* TEXT SHOWN:
▬▬▬▬▬▬▬▬▬▬
Amplitude Malformation in the IFFT Ocean Wave Rendering under the Influence of the Fourier Coefficient

Authors

  • Lining Chen
  • Yicheng Jin
  • Yong Yin

DOI:

https://doi.org/10.7251/ELS1418089C

Abstract

Although Tessendorf’s IFFT Gerstner wave model has
been widely used, the value of A, a constant of the Fourier
coefficient, is not given. A will strongly influence the shape of the
rendered ocean wave and even cause amplitude malformation.
We study the algorithm of the IFFT Gerstner wave, and give the
method of A calculating. The method of the paper can guarantee
there is no amplitude malformation in rendered ocean waves. The
expression of the IFFT Gerstner wave with the amplitude of the
cosine wave is derived again. The definite integral of the wave
number spectrum is discretized. Further, another expression of
the IFFT Gerstner wave is gotten. The Fourier coefficient of the
expression contains the wave number spectrum and the area of
the discrete integral domain. The method makes the shape of the
generated wave stable. Comparing Tessdendorf’s method with the
method of the paper, we find that the expression of A should
contain the area of the discrete integral domain and the spectral
constant of the wave number spectrum. If A contains only the
spectral constant, the amplitude malformation may occur. By
reading some well known open source codes, we find that the code
authors adopted some factitious methods to suppress the
malformed amplitude Obviously, the code authors have already
noticed the phenomenon of the malformation, but not probed the
cause. The rendering results of the codes are close to that of the
method of the paper. Furthermore, the wave potential is
computed using the Gerstner wave model directly, the author find
it is quite close to that of the paper. The experimental results and
comparisons show that the method of the paper correctly
computes the wave potential and effectively solves the problem of
amplitude malformation.
▬▬▬▬▬▬▬▬▬▬
* DATA LISTING:
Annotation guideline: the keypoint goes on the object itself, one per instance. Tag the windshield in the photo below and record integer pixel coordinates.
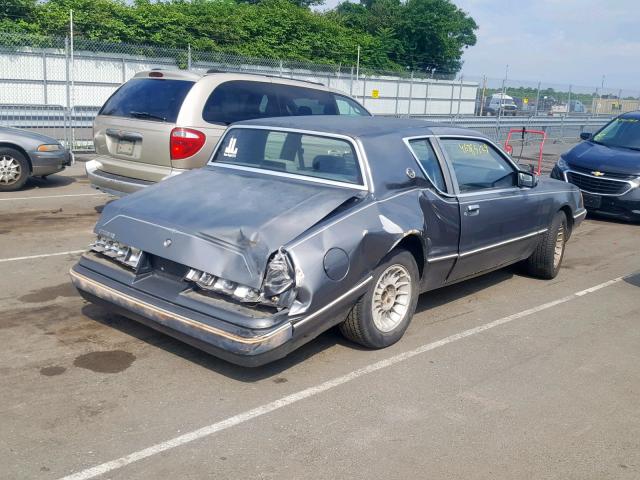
(620, 132)
(148, 99)
(294, 153)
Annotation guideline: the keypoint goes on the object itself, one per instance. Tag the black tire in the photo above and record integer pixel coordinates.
(543, 262)
(360, 326)
(13, 159)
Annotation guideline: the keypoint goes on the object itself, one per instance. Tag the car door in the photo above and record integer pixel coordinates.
(441, 212)
(499, 221)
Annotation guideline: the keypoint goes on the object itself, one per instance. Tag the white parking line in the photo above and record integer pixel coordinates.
(44, 255)
(53, 196)
(315, 390)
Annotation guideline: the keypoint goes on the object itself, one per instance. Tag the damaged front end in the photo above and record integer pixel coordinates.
(278, 287)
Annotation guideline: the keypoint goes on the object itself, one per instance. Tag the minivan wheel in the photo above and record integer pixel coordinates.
(546, 259)
(14, 170)
(383, 313)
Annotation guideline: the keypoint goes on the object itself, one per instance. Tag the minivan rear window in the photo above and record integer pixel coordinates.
(239, 100)
(148, 99)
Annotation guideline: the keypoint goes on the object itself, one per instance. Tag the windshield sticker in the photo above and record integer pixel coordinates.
(475, 149)
(231, 151)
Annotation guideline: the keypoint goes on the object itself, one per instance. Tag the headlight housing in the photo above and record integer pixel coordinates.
(54, 147)
(562, 164)
(277, 289)
(129, 256)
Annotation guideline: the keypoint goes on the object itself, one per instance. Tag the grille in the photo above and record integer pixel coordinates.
(618, 176)
(597, 185)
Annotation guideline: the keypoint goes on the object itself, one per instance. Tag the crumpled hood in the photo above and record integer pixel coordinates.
(607, 159)
(222, 221)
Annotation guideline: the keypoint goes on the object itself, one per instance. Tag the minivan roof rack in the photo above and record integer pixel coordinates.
(216, 70)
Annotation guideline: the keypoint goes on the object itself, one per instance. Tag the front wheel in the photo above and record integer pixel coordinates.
(383, 313)
(14, 170)
(546, 259)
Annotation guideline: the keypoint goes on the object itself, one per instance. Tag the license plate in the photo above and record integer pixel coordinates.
(125, 147)
(591, 201)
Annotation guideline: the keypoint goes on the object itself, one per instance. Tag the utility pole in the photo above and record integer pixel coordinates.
(72, 97)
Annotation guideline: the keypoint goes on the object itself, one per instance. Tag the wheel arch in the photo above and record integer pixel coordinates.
(413, 243)
(19, 149)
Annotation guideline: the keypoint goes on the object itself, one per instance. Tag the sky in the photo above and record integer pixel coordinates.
(555, 41)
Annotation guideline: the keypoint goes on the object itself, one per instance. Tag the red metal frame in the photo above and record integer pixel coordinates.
(509, 148)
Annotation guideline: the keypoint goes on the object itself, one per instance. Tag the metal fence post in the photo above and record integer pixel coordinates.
(44, 78)
(410, 94)
(426, 99)
(460, 95)
(364, 89)
(351, 83)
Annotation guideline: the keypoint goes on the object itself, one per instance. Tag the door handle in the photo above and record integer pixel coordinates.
(472, 210)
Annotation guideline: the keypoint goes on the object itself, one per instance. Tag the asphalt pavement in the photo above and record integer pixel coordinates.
(500, 377)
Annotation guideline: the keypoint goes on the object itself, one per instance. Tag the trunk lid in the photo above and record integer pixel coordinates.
(222, 221)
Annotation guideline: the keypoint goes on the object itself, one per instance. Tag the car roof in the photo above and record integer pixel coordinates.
(361, 127)
(196, 76)
(635, 115)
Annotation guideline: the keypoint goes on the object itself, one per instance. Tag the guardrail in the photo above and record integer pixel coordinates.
(76, 127)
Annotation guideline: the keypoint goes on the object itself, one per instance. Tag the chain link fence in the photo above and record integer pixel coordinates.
(56, 86)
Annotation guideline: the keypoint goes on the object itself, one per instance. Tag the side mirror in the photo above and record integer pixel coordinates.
(527, 180)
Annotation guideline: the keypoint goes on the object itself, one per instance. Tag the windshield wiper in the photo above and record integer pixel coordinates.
(135, 114)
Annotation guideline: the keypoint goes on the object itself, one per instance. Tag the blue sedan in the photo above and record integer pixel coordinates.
(606, 168)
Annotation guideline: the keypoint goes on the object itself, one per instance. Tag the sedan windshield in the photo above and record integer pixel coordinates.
(621, 132)
(326, 158)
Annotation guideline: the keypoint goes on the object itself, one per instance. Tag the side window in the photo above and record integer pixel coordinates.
(347, 106)
(423, 151)
(305, 101)
(478, 165)
(240, 100)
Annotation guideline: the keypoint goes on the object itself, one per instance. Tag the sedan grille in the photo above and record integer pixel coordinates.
(602, 186)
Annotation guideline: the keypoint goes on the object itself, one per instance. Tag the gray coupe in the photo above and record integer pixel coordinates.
(24, 154)
(299, 224)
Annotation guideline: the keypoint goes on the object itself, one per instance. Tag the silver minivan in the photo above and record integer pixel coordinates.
(163, 122)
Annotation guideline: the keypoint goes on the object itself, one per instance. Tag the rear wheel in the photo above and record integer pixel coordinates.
(14, 170)
(546, 260)
(383, 313)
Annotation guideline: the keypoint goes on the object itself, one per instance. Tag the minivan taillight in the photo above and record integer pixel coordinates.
(185, 142)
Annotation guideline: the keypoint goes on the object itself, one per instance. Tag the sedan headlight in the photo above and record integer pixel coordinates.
(562, 164)
(54, 147)
(277, 288)
(120, 252)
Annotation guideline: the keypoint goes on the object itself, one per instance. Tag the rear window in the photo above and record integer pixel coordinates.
(148, 99)
(239, 100)
(294, 153)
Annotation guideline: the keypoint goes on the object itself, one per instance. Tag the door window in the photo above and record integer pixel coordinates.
(423, 151)
(477, 165)
(240, 100)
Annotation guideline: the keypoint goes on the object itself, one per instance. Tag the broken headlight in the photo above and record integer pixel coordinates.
(120, 252)
(276, 290)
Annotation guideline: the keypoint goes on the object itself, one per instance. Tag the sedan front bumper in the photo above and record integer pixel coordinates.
(242, 346)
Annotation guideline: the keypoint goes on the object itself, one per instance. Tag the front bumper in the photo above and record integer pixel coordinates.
(250, 347)
(626, 206)
(47, 163)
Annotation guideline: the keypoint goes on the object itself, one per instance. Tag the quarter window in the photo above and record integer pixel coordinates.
(478, 165)
(295, 153)
(429, 162)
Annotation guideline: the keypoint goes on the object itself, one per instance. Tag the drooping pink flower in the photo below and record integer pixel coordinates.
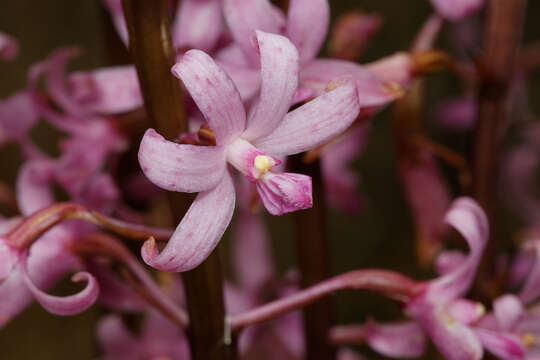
▬▬▬▬▬▬▬▬▬▬
* REQUIRED TASKS:
1 - According to the abstract, what two things should the expression of A contain?
2 - Write out everything in the abstract from "Although Tessendorf’s IFFT" down to "cause amplitude malformation.".

* ANSWERS TO THE PROBLEMS:
1 - The area of the discrete integral domain and the spectral constant of the wave number spectrum.

2 -
Although Tessendorf’s IFFT Gerstner wave model has
been widely used, the value of A, a constant of the Fourier
coefficient, is not given. A will strongly influence the shape of the
rendered ocean wave and even cause amplitude malformation.